§ Dataset entries

════════════════

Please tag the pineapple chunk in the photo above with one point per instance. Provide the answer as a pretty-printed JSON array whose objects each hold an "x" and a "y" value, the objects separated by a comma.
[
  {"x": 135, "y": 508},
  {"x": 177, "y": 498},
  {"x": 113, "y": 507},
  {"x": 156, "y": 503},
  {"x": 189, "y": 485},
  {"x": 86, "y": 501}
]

════════════════

§ TRY IT
Make an exact copy of all the entries above.

§ EXERCISE RESULT
Please tag the pineapple chunk in the photo above with one point per instance. Provide the answer as a pretty-printed JSON array whose objects each hold an "x" and a "y" value, the objects separated by a comma.
[
  {"x": 135, "y": 508},
  {"x": 177, "y": 498},
  {"x": 113, "y": 507},
  {"x": 156, "y": 503},
  {"x": 189, "y": 485},
  {"x": 86, "y": 501}
]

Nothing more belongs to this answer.